### Entries pointing to named objects:

>> start

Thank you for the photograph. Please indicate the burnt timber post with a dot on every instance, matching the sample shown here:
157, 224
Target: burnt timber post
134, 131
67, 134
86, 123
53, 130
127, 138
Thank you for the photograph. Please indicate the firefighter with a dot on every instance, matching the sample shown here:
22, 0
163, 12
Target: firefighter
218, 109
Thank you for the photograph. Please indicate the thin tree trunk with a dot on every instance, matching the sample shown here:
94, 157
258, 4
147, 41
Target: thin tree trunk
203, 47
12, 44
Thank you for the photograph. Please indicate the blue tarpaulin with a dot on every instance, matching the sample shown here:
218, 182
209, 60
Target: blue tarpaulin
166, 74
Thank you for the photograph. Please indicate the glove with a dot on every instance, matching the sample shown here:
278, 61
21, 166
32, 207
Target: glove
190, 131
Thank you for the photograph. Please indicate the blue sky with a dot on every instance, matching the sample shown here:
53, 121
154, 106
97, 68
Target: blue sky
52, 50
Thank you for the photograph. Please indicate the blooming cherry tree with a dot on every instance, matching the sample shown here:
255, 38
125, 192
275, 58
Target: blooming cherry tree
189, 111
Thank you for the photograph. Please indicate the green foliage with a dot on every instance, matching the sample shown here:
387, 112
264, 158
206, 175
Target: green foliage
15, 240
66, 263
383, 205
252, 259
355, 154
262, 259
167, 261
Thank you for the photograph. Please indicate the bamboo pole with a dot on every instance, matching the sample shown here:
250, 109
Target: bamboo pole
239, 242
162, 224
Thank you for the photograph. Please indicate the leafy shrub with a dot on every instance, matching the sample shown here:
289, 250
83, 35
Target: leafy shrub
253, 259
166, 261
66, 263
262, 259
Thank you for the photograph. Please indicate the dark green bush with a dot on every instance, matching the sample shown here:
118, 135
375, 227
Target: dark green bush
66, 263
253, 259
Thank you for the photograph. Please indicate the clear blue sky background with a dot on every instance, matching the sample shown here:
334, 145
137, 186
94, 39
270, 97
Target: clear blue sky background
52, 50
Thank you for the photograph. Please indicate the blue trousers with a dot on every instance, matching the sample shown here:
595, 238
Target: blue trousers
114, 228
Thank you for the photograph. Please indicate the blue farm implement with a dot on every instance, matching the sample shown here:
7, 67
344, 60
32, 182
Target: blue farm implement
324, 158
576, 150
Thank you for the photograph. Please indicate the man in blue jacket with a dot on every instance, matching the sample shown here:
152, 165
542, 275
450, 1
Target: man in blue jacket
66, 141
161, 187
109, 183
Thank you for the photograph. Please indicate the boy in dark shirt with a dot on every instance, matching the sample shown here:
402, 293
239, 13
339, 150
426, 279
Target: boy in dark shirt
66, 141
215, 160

>> end

Reproduce these lines verbatim, all of them from start to finish.

Thank you for the photograph. Please indicate the burnt timber post with a dot on every instance, matching the sample shown here:
157, 224
Target: burnt timber post
134, 131
67, 134
86, 123
53, 130
127, 138
Thank you for the photograph. Please indicate the firefighter with a dot on every instance, matching the sample shown here:
22, 0
163, 12
Target: firefighter
218, 109
Thank you for the photograph. Please indicate the thin tree trunk with a dot on every instance, matching the sample shown here:
94, 157
258, 4
147, 41
Target: thin tree trunk
203, 47
12, 44
Thank you for the photograph. Please indicate the blue tarpaulin with a dot on every instance, matching the sample shown here:
218, 182
209, 60
Target: blue tarpaulin
166, 74
Thank you for the photograph. Please indicate the glove with a dot on every instance, matching the sample shown here:
278, 61
21, 166
32, 207
Target: glove
190, 131
Thank you for the photograph. Please indicate the blue sky with a dot on every instance, matching the sample shown here:
53, 121
154, 106
97, 68
Target: blue sky
52, 50
Thank you for the photograph. Please indicate the blooming cherry tree with a dot on every instance, matching the sample shown here:
255, 38
125, 192
275, 58
Target: blooming cherry tree
189, 111
Thank you for the photograph. Please indicate the green foliage with a dot on every instance, matching the sample shown here:
387, 112
264, 158
206, 175
Target: green foliage
15, 240
66, 263
383, 205
252, 259
355, 154
262, 259
167, 261
Thank you for the photograph. Please indicate the bamboo pole with a dot on every instance, matching the sample shown here:
250, 109
Target: bamboo pole
239, 242
162, 224
Thank you for the photograph. Please indicate the leafy shrub with a dot on every instance, matching the sample shown here:
289, 250
83, 35
Target: leafy shrub
253, 259
166, 261
66, 263
262, 259
Thank you for the photograph. Please indicate the dark green bush with a dot on every instance, matching the sample shown here:
118, 135
375, 227
Target: dark green bush
66, 263
253, 259
Thank you for the photograph. Please indicate the clear blue sky background with a dot on every instance, matching the sample shown here:
334, 145
137, 186
94, 39
270, 97
Target: clear blue sky background
52, 50
Thank you for the photograph. Please indicate the blue trousers with a dot on every instance, matching the sample shown here:
595, 238
Target: blue trousers
114, 228
Thank you for the photograph. Please indicate the blue farm implement with a dot on every instance, matching the sample shown here:
7, 67
344, 60
32, 182
Target: blue farm implement
324, 158
576, 150
Thank you for the photograph. Please indicate the man in blue jacket with a dot on every instance, matching the sample shown here:
152, 165
542, 275
450, 1
Target: man in blue jacket
66, 141
161, 187
109, 183
Thank you for the photograph. Please indicate the boy in dark shirt with a dot on every instance, matching the sample shown here:
402, 293
239, 13
339, 150
426, 279
Target: boy in dark shirt
66, 141
215, 160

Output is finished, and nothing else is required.